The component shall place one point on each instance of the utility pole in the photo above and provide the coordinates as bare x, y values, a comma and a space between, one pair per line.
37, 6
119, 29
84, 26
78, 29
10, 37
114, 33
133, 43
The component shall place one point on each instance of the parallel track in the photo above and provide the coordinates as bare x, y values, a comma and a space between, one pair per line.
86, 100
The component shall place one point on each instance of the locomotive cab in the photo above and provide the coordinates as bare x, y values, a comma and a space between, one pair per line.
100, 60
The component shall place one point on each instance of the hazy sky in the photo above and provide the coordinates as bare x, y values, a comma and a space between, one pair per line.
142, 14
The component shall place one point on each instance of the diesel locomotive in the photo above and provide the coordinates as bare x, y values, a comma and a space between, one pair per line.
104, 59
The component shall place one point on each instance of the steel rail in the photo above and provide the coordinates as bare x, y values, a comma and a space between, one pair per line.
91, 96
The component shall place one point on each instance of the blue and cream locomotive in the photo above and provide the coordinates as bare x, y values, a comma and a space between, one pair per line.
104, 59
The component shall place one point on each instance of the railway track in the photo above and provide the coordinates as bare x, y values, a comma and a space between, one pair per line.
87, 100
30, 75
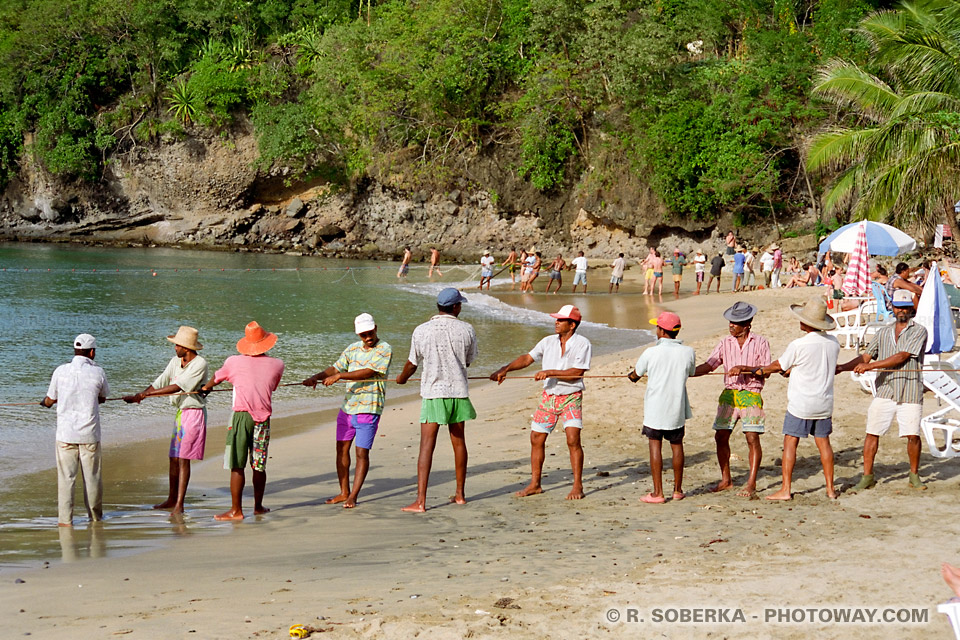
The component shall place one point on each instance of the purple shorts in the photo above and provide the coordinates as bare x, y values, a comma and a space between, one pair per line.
189, 434
361, 427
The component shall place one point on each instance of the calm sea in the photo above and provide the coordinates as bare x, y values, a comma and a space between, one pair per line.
131, 299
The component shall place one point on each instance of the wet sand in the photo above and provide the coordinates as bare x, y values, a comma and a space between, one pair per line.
541, 566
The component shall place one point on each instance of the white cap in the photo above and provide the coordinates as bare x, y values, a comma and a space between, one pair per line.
84, 341
363, 323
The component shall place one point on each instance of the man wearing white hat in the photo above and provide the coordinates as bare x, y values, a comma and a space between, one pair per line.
78, 387
812, 363
185, 374
566, 357
364, 366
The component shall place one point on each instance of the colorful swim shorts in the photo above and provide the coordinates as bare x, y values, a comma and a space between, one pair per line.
360, 427
246, 437
734, 405
552, 409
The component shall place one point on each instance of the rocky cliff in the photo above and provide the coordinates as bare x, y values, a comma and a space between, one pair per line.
207, 192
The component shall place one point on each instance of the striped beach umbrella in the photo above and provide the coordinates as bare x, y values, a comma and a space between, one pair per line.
933, 312
857, 280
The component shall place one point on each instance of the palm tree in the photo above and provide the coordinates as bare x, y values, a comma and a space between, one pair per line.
896, 153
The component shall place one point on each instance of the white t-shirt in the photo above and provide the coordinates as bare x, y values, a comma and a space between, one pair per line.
813, 360
575, 356
698, 261
618, 265
77, 387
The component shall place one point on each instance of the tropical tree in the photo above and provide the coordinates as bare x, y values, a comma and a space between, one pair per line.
896, 153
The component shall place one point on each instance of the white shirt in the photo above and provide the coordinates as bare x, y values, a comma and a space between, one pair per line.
576, 355
77, 386
813, 360
698, 262
618, 265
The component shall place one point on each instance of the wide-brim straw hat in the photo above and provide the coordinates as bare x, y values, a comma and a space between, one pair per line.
186, 337
256, 340
814, 314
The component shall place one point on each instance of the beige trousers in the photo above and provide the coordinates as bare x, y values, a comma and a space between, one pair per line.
86, 459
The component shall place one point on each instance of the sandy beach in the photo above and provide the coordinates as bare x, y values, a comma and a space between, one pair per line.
501, 566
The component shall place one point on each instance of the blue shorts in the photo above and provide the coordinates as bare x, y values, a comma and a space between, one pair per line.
801, 428
360, 427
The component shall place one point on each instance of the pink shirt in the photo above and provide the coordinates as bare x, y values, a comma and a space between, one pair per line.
254, 379
755, 352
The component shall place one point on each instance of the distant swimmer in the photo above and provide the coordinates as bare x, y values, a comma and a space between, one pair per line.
405, 263
78, 388
254, 376
486, 269
556, 273
566, 357
434, 262
364, 363
445, 346
186, 373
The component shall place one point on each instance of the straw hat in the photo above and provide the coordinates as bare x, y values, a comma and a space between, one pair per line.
186, 337
256, 340
814, 314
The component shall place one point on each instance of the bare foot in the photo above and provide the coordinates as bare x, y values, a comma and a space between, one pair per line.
951, 575
783, 494
529, 490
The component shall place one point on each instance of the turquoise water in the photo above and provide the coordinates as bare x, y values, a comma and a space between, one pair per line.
51, 293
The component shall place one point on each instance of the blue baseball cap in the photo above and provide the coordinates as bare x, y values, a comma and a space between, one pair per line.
449, 297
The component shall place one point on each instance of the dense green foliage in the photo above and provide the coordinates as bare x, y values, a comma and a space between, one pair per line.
708, 100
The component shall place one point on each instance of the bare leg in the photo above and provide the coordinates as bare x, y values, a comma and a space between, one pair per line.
184, 481
363, 465
756, 452
576, 462
537, 455
428, 442
343, 471
789, 459
259, 485
237, 481
722, 438
678, 459
826, 459
174, 473
459, 443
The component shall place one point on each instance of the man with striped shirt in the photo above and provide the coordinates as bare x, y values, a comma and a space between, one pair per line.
899, 347
740, 399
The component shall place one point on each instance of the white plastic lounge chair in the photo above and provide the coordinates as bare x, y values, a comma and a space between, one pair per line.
945, 386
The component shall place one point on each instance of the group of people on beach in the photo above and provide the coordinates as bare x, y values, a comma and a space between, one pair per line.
444, 347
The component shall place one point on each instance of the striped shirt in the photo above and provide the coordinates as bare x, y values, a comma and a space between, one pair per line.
905, 387
754, 353
365, 396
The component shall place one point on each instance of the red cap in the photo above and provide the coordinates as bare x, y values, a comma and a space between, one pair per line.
668, 321
568, 312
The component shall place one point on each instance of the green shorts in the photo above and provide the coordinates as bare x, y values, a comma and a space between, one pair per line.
446, 410
246, 437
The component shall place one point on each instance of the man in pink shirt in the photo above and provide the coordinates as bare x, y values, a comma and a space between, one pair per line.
254, 377
740, 399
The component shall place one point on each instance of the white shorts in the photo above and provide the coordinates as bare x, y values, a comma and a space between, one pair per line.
881, 412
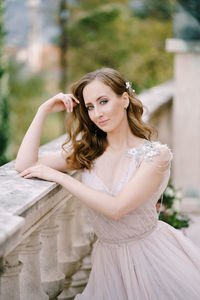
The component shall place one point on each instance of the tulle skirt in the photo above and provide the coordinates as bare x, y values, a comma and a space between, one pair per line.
164, 265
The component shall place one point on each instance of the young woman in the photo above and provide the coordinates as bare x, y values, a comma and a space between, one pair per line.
124, 174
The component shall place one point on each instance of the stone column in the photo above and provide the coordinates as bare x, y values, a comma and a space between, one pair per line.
30, 278
186, 115
51, 276
9, 281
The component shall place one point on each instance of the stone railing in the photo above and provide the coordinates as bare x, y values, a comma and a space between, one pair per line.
45, 239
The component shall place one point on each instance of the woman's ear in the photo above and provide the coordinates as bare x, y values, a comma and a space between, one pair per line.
125, 99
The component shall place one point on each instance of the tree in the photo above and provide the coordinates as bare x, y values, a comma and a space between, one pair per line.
4, 110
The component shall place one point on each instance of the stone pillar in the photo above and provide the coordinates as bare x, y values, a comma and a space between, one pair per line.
30, 278
9, 281
51, 276
186, 116
68, 259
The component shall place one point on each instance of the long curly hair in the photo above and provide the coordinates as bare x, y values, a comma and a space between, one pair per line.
85, 140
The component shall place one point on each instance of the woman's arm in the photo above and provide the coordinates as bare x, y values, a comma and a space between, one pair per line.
28, 152
139, 189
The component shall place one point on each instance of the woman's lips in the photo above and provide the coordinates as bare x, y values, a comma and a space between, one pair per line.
102, 122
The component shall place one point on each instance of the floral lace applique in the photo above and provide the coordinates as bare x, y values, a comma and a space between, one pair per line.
146, 151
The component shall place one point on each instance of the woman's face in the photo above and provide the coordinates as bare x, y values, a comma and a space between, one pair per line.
105, 108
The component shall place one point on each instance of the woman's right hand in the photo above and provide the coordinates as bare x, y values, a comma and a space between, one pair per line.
59, 103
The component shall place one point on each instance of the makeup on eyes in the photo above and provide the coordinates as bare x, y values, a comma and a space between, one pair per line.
103, 101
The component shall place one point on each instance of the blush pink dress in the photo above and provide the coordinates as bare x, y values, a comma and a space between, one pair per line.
138, 257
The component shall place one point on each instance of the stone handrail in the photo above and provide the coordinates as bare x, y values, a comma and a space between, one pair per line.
45, 240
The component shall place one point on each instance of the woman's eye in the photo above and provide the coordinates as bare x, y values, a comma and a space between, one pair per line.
89, 107
104, 101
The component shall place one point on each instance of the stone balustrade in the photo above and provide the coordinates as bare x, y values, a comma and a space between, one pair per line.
45, 240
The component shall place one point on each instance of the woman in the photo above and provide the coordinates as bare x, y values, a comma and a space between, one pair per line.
124, 174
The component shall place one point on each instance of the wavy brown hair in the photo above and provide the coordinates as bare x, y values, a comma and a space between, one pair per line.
86, 140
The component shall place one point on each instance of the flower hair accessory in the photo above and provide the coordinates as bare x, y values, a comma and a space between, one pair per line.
128, 86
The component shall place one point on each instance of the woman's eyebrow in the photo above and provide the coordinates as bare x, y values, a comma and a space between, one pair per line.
95, 100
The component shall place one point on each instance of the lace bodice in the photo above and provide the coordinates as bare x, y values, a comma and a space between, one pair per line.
110, 175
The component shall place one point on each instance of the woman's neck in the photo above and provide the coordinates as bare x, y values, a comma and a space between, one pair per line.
122, 138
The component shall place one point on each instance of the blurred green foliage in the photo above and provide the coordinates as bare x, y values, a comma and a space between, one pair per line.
109, 35
4, 109
99, 33
27, 92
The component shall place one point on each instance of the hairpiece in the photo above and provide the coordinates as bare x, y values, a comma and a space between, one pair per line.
128, 86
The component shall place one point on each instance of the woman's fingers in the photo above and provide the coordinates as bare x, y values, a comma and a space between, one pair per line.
70, 101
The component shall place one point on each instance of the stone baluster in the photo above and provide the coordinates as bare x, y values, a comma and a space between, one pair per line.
30, 278
82, 246
68, 259
51, 275
9, 280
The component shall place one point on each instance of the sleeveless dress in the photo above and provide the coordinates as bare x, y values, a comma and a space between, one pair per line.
138, 257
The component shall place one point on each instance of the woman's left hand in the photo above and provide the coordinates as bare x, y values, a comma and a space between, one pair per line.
41, 171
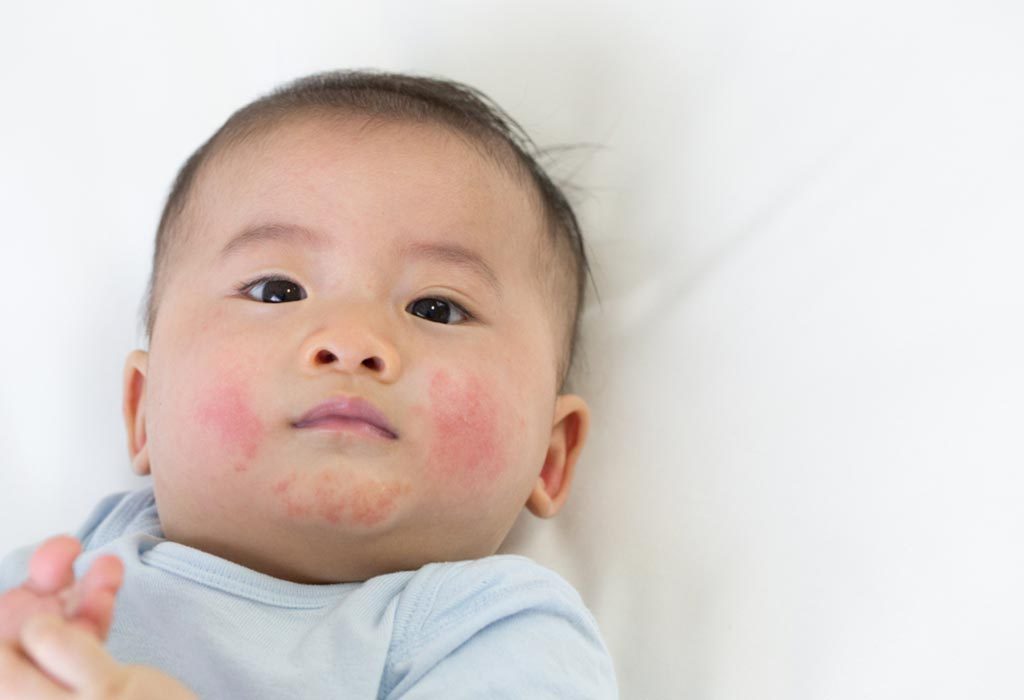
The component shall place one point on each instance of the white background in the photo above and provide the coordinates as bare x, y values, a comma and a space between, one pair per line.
804, 478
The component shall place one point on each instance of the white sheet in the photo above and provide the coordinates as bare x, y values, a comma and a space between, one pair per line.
804, 474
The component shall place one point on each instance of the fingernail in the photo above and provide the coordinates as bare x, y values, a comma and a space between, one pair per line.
71, 603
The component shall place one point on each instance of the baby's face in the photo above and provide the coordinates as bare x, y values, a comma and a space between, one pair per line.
414, 289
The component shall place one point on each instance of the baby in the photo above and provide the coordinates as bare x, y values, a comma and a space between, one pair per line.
364, 306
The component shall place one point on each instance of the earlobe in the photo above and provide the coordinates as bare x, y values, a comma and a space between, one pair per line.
567, 437
136, 367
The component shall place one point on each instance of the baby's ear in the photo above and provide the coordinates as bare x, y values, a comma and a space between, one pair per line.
567, 436
136, 367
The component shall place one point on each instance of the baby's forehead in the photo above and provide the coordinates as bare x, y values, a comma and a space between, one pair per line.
422, 178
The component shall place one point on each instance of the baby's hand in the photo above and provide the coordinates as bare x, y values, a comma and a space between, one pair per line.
51, 587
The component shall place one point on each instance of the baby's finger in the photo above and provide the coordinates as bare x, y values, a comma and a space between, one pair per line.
92, 600
50, 566
96, 613
19, 677
68, 654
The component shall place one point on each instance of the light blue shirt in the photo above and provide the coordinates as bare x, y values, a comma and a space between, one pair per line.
502, 626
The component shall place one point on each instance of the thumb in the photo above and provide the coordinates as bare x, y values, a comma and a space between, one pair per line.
67, 653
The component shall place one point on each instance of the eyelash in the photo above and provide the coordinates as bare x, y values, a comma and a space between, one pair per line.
245, 288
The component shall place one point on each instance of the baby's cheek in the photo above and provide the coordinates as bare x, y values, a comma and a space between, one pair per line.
224, 411
468, 446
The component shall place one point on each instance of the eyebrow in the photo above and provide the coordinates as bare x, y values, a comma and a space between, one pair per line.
453, 254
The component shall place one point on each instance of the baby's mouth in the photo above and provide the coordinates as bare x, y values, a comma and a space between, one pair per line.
347, 413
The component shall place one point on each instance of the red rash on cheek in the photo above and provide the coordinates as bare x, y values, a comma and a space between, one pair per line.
466, 446
225, 410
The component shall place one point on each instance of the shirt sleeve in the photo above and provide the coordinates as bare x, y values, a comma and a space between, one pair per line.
498, 627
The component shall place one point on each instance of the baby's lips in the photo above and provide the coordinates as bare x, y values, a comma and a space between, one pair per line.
348, 407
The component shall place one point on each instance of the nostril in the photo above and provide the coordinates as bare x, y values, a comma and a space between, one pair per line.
325, 356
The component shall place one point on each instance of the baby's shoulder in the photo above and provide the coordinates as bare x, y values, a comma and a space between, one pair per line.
473, 594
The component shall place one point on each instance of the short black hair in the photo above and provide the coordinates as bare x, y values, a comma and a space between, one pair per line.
394, 96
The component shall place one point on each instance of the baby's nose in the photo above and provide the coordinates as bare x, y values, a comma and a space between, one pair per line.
354, 348
325, 356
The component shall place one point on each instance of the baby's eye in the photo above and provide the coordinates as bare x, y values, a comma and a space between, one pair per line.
438, 310
273, 290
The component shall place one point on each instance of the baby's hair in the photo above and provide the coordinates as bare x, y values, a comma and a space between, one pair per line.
386, 97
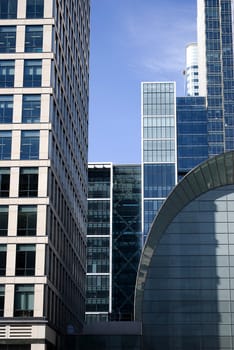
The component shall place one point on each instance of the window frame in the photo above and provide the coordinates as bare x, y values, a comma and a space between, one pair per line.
24, 300
7, 79
7, 39
4, 212
4, 182
11, 9
32, 73
5, 144
28, 177
31, 108
27, 220
25, 260
6, 109
30, 145
35, 9
33, 38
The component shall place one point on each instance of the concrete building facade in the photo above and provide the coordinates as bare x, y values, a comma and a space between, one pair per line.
44, 70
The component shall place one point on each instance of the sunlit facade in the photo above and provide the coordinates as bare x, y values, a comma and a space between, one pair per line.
44, 71
191, 71
114, 240
184, 291
159, 147
192, 133
215, 47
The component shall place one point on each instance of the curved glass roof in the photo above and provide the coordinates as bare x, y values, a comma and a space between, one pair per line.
215, 172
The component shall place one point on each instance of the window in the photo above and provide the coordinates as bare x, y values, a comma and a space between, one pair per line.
31, 108
35, 9
8, 9
7, 39
4, 182
25, 260
2, 296
5, 145
6, 108
29, 145
24, 300
27, 220
3, 220
33, 38
7, 71
2, 259
28, 182
32, 73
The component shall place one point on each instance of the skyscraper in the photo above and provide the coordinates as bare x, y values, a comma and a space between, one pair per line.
114, 240
215, 59
44, 70
192, 137
159, 146
191, 71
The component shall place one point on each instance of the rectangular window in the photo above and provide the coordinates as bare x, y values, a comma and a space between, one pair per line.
32, 73
33, 38
2, 297
4, 182
5, 145
7, 73
6, 108
31, 109
28, 182
29, 144
24, 300
27, 220
3, 220
7, 39
25, 260
2, 259
8, 9
35, 9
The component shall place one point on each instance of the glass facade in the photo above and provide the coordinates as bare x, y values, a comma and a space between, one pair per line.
184, 290
44, 83
127, 238
216, 40
158, 146
33, 38
98, 288
6, 108
114, 241
7, 39
192, 133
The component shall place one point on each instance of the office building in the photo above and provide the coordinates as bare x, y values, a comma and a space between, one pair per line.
113, 239
216, 77
184, 290
191, 71
159, 147
44, 70
192, 133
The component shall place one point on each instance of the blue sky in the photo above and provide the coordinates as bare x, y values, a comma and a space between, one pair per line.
132, 41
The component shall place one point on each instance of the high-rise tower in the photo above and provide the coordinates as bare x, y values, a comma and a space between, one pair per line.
192, 78
215, 58
159, 146
44, 70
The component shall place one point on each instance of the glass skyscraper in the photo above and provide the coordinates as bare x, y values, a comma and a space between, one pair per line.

==================================================

» WHAT NEEDS TO BE DONE:
All that the answer may hold is the lines from the one with "of the high-rise" through the end of the data, set down exactly as they appear.

» ANSWER TO THE EXERCISE:
The component shall place one point on each instance of the high-rise tower in the photo above and provide the coordinates as bare x, y values, a comma and a space between, one pair per line.
192, 78
215, 58
159, 146
44, 70
The component shall place one point on each instance of the glass skyscraper in the photo above and provide the coordinates as bare x, y values, a comma and a space between, one pair per line.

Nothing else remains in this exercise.